#### Set tasks
(1) Print the part of the excerpt on random variables from "where the two" to "DistributionCDF of Uniform Distribution (WIKIPEDIA)".
(2) Using the excerpt on random variables, mark each statement yes or no and quote the exact words that decide it: (a) The variance of the uniform random variable is (b − a)^2/12. (b) The exponential random variable takes two parameters. (c) The opening list includes a beta random vector.

#### Excerpted passage
— BEGIN —
Uniform Random Variable

Exponential Random Variable

Erlang Random Variable

Gaussian Random Variable

Bivariate Gaussian Random Variable

Gaussian Random Vector

Beta Random Vector




Uniform Random Variable


\(X\) is a \(Uniform(a, b)\) random variable if the PDF of \(X\) is

$$f_{X}(x) = \begin{cases} 1/(b-a) & \quad a\leq x \leq b\\ 0 & \quad \text{otherwise}\\ \end{cases} $$

where the two parameters are \(b > a\).

$$F_{X}(x) = \begin{cases} 0 & \quad x \leq a\\ (x - a)/(b - a) & \quad a < x \leq b\\ 1 & \quad x > b\\ \end{cases} $$

$$\text{Expected value} \quad E[X] = (b + a)/2.$$

$$\text{Variance} \quad Var[X] = (b - a)^2/12.$$


PDF of Uniform DistributionPDF of Uniform Distribution (WIKIPEDIA)

CDF of Uniform DistributionCDF of Uniform Distribution (WIKIPEDIA)



Exponential Random Variable


\(X\) is a \(exponential(\lambda)\) random variable if the PDF of \(X\) is

$$f_{X}(x) = \begin{cases} \lambda e^{-\lambda x} & \quad x \geq 0\\ 0 & \quad \text{otherwise.}\\ \end{cases} $$

where the parameter \(\lambda > 0\).
— END —
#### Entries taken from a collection
— BEGIN —
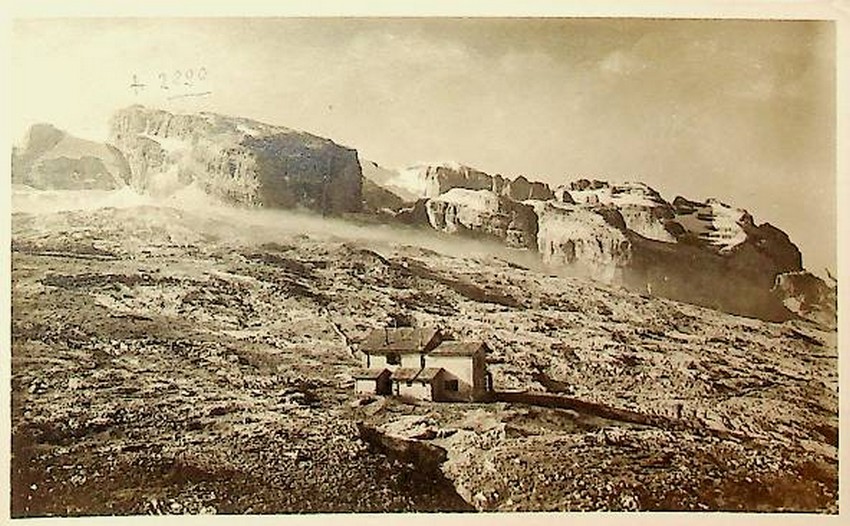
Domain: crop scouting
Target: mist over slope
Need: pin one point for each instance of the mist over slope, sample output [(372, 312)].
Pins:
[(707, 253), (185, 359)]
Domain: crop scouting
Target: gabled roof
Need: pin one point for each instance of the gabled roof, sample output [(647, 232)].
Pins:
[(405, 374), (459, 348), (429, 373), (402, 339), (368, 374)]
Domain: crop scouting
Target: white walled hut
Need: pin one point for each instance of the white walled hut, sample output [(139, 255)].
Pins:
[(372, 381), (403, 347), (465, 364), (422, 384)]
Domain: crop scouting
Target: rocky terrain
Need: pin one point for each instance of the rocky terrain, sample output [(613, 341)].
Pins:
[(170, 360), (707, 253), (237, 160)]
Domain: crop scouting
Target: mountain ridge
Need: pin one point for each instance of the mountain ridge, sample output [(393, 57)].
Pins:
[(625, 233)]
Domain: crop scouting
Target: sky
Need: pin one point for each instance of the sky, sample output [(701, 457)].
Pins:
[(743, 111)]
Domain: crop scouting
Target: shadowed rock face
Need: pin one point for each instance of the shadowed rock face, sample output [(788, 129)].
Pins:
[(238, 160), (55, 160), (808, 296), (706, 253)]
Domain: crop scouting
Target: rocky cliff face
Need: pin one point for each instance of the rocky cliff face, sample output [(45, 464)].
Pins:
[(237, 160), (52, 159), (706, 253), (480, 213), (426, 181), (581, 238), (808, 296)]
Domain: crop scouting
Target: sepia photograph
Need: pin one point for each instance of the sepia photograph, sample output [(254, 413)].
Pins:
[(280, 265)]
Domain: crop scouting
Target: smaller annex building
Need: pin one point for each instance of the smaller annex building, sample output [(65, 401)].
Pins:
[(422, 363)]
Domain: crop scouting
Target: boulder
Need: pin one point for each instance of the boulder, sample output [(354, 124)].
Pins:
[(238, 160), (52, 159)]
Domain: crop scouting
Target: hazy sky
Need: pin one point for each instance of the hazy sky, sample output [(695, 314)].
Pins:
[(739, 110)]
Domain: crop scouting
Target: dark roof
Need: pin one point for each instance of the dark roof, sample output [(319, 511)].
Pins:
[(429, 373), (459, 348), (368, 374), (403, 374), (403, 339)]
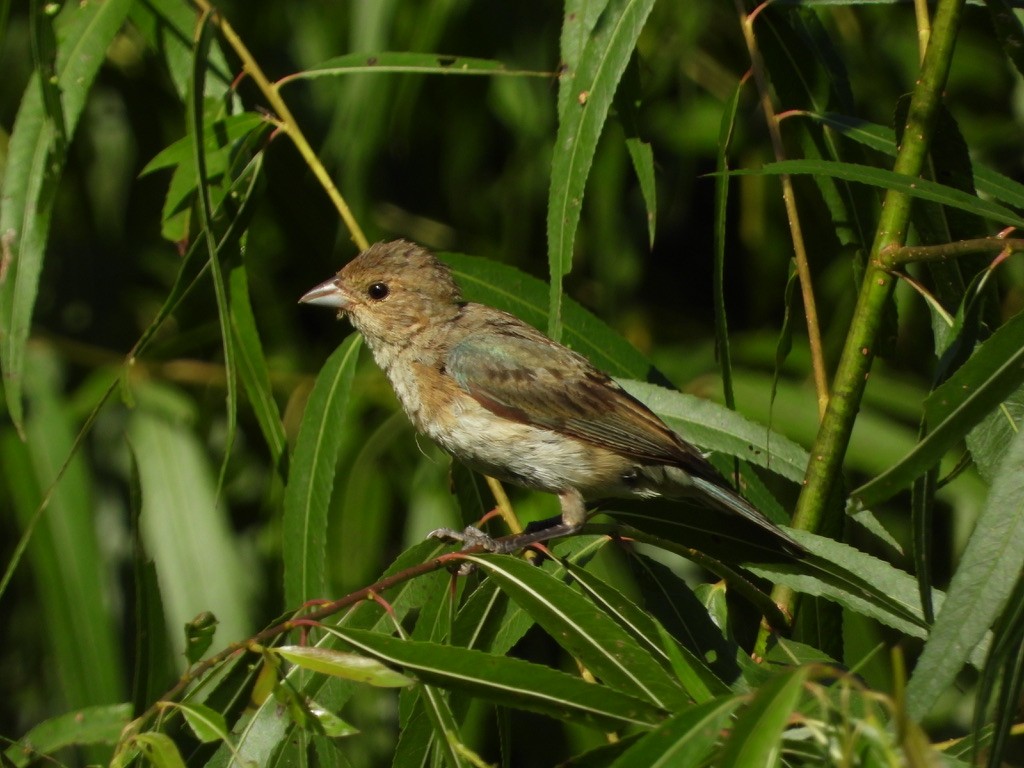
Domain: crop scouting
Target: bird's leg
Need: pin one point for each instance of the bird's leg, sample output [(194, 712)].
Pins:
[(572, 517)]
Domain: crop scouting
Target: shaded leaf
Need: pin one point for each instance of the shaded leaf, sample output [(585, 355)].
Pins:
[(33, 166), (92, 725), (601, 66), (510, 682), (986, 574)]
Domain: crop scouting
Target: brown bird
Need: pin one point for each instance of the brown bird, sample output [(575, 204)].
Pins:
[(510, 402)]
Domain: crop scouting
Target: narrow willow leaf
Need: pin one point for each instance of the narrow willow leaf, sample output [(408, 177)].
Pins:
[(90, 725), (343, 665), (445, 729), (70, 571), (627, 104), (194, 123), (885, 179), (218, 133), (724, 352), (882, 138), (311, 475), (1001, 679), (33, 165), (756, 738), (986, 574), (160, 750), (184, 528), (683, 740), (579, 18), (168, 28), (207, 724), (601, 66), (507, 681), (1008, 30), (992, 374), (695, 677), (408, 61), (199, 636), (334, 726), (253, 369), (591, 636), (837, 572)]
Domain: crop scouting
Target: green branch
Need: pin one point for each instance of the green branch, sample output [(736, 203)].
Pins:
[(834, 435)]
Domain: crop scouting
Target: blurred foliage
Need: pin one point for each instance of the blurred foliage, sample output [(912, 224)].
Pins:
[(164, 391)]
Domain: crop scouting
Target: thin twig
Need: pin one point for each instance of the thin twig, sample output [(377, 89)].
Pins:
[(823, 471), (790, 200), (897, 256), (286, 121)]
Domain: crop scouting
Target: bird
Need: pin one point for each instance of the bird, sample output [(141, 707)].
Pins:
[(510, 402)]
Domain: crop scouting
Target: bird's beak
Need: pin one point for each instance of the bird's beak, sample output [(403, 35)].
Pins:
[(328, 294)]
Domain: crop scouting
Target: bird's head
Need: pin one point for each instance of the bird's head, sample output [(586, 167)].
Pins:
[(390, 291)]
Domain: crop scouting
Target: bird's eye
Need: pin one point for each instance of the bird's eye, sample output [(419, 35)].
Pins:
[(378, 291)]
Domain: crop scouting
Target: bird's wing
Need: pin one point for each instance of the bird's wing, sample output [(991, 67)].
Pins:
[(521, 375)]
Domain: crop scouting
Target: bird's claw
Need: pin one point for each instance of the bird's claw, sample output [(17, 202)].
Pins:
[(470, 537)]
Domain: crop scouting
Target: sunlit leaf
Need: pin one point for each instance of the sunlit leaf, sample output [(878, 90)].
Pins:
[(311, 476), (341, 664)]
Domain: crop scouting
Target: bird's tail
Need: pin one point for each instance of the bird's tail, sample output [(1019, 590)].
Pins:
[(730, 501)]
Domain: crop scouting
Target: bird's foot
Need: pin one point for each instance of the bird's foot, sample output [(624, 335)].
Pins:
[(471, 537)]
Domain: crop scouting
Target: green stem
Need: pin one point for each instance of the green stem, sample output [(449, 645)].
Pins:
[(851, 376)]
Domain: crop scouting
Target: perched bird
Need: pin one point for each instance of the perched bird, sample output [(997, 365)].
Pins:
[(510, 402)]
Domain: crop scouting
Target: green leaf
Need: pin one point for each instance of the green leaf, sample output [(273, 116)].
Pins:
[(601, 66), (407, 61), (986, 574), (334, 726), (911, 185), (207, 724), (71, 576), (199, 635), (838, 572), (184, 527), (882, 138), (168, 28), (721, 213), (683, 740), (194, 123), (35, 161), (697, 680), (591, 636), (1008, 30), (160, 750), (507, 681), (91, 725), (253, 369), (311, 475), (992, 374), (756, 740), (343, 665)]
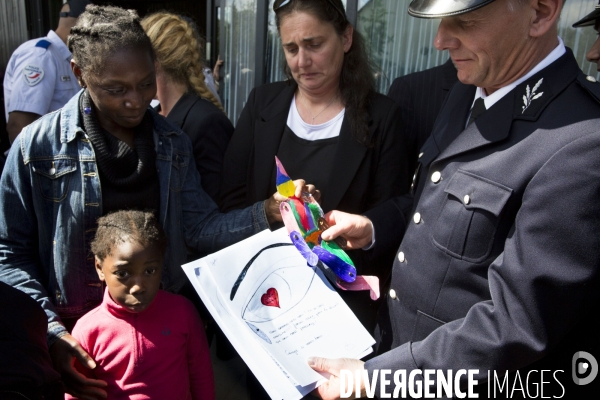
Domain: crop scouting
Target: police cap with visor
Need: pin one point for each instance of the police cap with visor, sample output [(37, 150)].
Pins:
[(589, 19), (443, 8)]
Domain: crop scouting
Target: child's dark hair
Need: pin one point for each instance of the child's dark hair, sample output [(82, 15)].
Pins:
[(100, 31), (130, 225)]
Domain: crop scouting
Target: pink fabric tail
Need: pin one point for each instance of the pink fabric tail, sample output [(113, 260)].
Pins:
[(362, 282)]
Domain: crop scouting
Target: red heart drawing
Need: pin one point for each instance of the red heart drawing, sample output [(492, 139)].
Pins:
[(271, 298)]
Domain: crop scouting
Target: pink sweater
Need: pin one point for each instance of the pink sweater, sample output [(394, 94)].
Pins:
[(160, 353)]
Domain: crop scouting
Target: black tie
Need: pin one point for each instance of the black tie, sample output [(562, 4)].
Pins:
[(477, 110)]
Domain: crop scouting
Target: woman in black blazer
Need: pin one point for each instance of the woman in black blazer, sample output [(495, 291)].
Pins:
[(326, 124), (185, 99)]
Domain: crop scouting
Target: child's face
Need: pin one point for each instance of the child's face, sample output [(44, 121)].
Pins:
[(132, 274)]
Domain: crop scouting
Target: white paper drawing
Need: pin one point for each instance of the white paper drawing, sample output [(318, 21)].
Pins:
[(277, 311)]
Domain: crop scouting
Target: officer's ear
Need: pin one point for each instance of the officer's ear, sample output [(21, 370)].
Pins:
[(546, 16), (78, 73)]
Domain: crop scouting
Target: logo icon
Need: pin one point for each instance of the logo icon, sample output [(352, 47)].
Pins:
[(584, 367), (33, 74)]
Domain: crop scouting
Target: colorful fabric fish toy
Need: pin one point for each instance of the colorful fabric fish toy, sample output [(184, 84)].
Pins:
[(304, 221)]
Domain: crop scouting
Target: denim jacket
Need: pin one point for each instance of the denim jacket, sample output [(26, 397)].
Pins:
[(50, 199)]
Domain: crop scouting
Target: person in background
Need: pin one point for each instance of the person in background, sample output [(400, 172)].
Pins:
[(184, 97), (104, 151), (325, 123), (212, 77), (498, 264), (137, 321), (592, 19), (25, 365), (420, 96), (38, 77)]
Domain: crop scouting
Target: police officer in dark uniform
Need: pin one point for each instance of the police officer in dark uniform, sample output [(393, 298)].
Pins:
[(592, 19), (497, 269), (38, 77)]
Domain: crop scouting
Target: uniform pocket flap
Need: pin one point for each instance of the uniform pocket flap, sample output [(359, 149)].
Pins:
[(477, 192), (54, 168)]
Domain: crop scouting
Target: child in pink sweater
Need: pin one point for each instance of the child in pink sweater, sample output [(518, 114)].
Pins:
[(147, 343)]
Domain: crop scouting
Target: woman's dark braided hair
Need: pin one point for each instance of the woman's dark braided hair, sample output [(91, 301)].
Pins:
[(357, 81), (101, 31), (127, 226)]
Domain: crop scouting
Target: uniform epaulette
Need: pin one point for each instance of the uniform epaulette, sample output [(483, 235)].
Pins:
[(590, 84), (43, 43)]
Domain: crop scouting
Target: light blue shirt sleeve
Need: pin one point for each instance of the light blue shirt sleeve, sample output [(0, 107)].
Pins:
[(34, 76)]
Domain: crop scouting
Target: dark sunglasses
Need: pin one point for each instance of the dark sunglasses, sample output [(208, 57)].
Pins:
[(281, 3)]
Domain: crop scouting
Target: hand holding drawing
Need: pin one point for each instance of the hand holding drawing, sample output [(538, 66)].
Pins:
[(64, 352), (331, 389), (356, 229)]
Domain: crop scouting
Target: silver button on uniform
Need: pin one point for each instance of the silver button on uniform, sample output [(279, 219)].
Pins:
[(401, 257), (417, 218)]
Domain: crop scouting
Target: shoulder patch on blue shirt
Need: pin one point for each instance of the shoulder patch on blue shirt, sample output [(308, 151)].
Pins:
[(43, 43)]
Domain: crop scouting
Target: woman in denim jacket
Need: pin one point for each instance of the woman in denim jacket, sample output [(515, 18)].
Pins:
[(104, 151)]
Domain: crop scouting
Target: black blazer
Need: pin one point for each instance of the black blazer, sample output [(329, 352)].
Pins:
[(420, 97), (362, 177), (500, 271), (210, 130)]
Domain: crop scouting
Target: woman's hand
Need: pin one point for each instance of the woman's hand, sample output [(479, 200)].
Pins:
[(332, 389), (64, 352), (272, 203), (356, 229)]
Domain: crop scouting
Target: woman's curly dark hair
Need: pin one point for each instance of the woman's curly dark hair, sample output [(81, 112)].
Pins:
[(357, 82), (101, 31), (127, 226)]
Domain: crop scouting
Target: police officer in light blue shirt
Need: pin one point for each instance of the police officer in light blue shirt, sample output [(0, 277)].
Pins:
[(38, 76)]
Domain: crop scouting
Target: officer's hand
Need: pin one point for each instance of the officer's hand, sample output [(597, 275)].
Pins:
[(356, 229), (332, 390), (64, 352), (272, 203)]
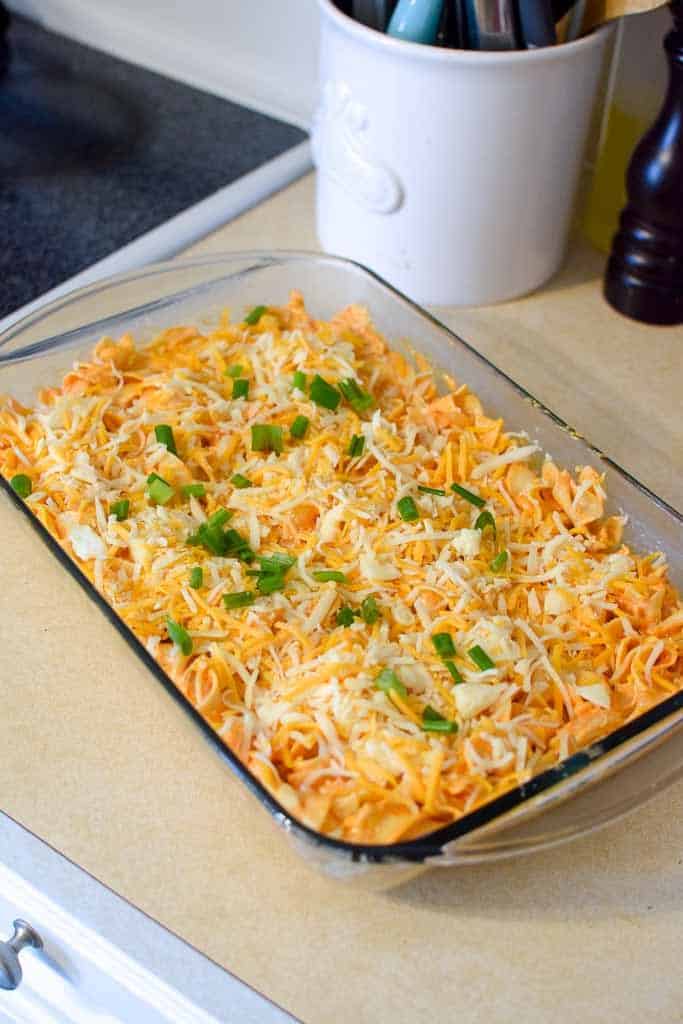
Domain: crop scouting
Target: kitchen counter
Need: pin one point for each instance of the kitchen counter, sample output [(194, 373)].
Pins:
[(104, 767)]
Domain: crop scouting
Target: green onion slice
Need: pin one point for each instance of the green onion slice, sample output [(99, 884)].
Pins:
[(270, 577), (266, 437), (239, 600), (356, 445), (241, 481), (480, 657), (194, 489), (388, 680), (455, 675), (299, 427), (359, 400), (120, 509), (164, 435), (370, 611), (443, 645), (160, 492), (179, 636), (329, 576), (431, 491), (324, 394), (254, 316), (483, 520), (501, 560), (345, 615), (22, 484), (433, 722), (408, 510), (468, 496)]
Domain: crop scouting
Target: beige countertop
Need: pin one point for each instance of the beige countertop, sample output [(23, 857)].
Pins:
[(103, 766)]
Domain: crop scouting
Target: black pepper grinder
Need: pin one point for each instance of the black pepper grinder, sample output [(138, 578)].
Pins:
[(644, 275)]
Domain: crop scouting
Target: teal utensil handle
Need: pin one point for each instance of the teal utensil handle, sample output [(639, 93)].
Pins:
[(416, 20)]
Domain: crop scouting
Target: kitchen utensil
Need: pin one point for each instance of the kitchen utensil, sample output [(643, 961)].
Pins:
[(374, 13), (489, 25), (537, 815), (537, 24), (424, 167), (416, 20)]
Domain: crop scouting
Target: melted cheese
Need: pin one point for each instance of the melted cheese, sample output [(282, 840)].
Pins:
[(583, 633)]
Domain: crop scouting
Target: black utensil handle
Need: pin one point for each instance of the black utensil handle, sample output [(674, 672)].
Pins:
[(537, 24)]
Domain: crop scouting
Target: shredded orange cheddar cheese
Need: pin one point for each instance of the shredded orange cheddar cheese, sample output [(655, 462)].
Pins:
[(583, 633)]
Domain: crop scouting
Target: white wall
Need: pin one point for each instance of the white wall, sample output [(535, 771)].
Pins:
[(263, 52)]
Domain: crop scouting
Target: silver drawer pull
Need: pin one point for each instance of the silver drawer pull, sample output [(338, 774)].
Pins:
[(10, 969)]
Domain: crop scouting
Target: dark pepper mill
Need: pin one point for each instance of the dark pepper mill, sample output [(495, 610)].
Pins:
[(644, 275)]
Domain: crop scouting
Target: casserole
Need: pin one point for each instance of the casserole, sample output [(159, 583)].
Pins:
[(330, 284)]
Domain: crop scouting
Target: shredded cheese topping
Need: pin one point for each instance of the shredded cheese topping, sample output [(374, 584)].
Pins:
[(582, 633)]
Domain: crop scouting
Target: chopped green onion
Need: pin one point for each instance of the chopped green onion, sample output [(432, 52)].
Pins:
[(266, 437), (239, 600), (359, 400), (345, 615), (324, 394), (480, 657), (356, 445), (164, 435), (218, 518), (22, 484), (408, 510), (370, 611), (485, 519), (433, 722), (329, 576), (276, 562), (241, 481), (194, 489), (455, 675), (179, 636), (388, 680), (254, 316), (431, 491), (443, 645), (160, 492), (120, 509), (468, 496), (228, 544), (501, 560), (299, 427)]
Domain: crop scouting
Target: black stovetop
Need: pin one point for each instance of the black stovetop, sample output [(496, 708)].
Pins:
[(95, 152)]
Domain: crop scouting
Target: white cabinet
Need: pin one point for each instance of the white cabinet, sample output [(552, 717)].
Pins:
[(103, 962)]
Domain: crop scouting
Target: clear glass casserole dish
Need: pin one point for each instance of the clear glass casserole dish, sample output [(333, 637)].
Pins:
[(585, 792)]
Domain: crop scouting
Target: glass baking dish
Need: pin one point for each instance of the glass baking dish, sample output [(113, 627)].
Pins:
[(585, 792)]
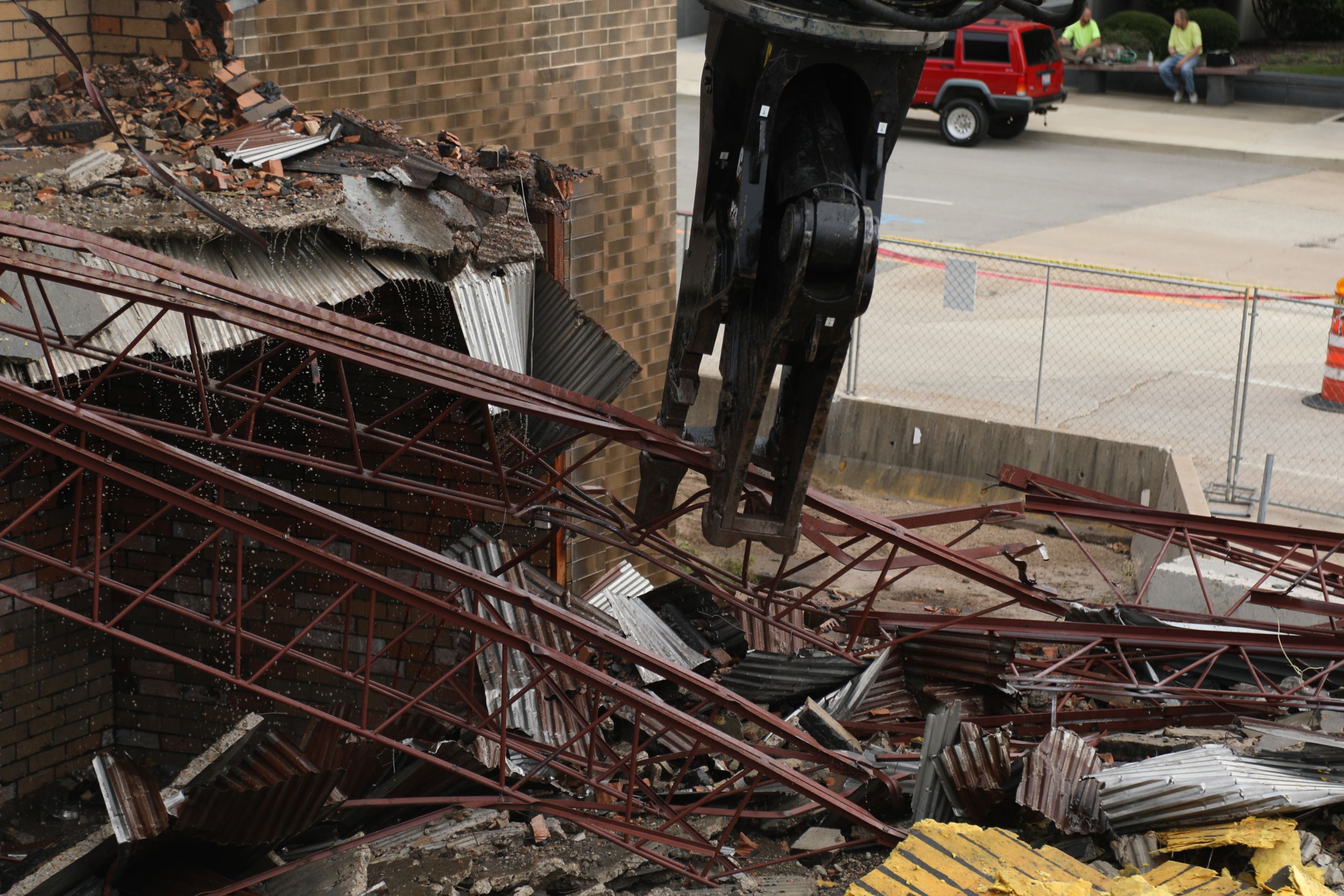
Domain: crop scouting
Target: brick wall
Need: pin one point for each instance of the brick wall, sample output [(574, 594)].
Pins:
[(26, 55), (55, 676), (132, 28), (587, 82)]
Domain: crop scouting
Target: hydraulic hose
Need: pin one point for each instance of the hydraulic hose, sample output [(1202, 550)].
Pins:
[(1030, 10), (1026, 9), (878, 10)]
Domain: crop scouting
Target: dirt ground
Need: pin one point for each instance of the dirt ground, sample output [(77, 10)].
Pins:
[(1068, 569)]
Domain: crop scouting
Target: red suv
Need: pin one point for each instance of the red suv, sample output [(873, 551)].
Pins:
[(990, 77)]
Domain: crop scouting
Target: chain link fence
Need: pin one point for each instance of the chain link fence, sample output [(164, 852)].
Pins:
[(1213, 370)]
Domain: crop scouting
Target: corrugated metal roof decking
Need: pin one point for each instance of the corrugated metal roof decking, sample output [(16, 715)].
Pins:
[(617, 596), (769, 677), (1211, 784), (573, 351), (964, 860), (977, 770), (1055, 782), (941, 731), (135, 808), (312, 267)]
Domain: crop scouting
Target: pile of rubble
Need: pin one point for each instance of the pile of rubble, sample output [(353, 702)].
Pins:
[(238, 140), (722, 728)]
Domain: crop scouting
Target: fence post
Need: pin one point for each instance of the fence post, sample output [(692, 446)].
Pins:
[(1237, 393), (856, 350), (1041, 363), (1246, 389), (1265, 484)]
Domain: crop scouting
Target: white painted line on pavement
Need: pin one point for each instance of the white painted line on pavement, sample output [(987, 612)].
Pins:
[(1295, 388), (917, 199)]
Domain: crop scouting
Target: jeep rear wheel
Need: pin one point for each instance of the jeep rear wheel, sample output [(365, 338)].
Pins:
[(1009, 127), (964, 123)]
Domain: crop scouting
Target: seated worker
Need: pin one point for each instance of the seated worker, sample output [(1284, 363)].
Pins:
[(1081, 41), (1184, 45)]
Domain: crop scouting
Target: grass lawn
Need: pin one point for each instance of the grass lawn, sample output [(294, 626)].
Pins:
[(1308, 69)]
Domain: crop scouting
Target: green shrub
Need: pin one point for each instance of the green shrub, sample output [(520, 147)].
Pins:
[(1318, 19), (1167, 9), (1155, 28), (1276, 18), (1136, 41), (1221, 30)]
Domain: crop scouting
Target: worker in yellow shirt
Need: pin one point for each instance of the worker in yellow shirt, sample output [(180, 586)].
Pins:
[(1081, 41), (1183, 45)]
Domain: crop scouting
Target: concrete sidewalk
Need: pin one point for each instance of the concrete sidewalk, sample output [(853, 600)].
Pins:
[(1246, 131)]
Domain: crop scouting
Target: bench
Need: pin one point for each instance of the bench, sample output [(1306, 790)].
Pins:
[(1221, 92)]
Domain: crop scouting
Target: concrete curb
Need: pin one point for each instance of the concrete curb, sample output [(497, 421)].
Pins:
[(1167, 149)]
— END —
#### Written answers
(1)
where the two parameters are \(b > a\).

$$F_{X}(x) = \begin{cases} 0 & \quad x \leq a\\ (x - a)/(b - a) & \quad a < x \leq b\\ 1 & \quad x > b\\ \end{cases} $$

$$\text{Expected value} \quad E[X] = (b + a)/2.$$

$$\text{Variance} \quad Var[X] = (b - a)^2/12.$$


PDF of Uniform DistributionPDF of Uniform Distribution (WIKIPEDIA)

CDF of Uniform DistributionCDF of Uniform Distribution (WIKIPEDIA)

(2)
(a) Yes: "Var[X] = (b - a)^2/12"
(b) No: "where the parameter \(\lambda > 0\)"
(c) Yes: "Beta Random Vector"